> **TEXT EXCERPT**:
Plaque tribute to Nelly Power, the forgotten music hall star
19th-century performer was ‘a really important female star in a male-dominated profession’
25 August, 2017 — By Emily Finch
Nelly died tragically young, only for song she performed to be made famous by Marie Lloyd. PICTURE: THE MUSIC HALL GUILD THEATRE ARCHIVE
A FORGOTTEN music hall star whose song was featured in a recent BBC drama was celebrated this week with the installation of a commemorative plaque at her former home.
Nelly Power graced the stages of Drury Lane and the Strand, becoming one of the most sought-after names of the 19th century, enthralling audiences with her voice and burlesque costumes.
Burlesque in the Victorian era was characterised by over-the-top dramatics and singing where performers spoofed serious plays or the politics of the day. It mostly appealed to working-class audiences.
Nelly began performing at the age of eight. By the time she died in 1887 at just 32 she was so popular that thousands lined the streets of Hackney and Islington for her funeral at Abney Park Cemetery in Stoke Newington.
But in the following decades she became virtually unknown, overshadowed by music hall stars who lived longer or were born later so their performances survived in audio recordings.
“She was a really important female star in a male-dominated profession. She held her own. When you look at the level of success she had or her profile, she was billed at the same level as the biggest men at the time,” says theatre historian Matthew Neil.
Now, her name lives on through a blue plaque installed at 97 Southgate Road, Canonbury, by The Music Hall Guild of Great Britain and America. Nelly shared the house with her mother, Agnes Power, in the 1870s. Following a failed marriage to an unscrupulous Israel Barnett, Nelly became devoted to her mother.
In separation documents, Nelly described Israel as someone who failed to support her and as having “great pecuniary difficulties”. Her other homes in Essex Road and Downham Road were destroyed by bombs or redeveloped.
As a young star, Nelly first performed in the panto Hop of My Thumb, based on a French fairy-tale in which a child abandoned by his family defeats a carnivorous ogre.

> **THE DATA**:
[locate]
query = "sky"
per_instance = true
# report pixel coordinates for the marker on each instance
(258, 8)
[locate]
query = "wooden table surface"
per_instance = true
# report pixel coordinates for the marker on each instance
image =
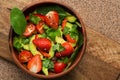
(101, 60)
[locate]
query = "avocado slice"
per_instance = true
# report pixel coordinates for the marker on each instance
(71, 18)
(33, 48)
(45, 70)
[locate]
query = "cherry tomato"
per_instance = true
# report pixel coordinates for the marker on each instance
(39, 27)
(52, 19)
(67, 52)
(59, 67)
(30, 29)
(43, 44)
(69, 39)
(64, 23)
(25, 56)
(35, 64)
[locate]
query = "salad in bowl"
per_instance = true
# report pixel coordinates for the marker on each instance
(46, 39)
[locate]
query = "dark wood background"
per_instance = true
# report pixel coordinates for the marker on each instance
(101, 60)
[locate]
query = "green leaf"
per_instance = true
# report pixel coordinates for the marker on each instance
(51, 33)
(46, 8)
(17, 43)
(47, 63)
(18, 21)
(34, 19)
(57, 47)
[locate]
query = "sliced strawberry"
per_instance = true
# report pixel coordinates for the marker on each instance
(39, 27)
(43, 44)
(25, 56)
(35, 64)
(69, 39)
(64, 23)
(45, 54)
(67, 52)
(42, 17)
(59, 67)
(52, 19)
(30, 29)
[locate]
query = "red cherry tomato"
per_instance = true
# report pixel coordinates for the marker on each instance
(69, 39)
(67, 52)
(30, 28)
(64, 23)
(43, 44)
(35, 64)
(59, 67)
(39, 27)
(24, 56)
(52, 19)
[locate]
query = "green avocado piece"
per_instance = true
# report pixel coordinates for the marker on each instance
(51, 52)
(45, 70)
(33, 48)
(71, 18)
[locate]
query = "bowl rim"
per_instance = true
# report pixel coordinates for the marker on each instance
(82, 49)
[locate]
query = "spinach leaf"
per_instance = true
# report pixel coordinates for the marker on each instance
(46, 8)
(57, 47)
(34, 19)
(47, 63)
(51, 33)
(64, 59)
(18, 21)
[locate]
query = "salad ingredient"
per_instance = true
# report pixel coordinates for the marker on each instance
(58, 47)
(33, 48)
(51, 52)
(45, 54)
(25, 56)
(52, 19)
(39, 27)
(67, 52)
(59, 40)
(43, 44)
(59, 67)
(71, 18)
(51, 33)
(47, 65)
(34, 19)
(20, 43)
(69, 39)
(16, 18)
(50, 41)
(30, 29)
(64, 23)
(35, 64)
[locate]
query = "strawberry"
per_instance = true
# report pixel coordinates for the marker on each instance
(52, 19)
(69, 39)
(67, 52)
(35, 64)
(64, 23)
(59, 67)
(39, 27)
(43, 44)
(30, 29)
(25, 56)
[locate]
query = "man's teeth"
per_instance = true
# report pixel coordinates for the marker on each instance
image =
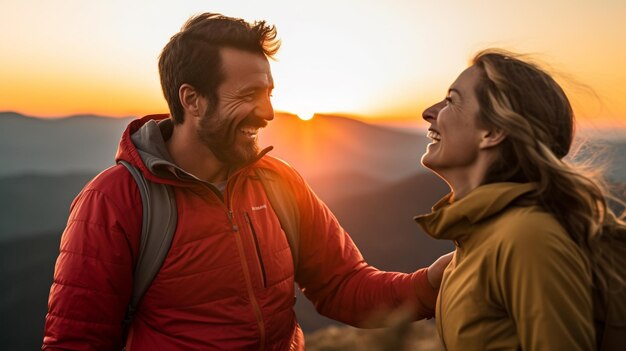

---

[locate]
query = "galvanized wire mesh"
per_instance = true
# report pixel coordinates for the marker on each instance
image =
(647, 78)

> **WHAT IS EXPECTED**:
From the article about Nelly Power, extract the passage between "But in the following" and "in audio recordings.", inclusive. Rely only on the article about Nelly Power, not on the records.

> **TASK OUTPUT**:
But in the following decades she became virtually unknown, overshadowed by music hall stars who lived longer or were born later so their performances survived in audio recordings.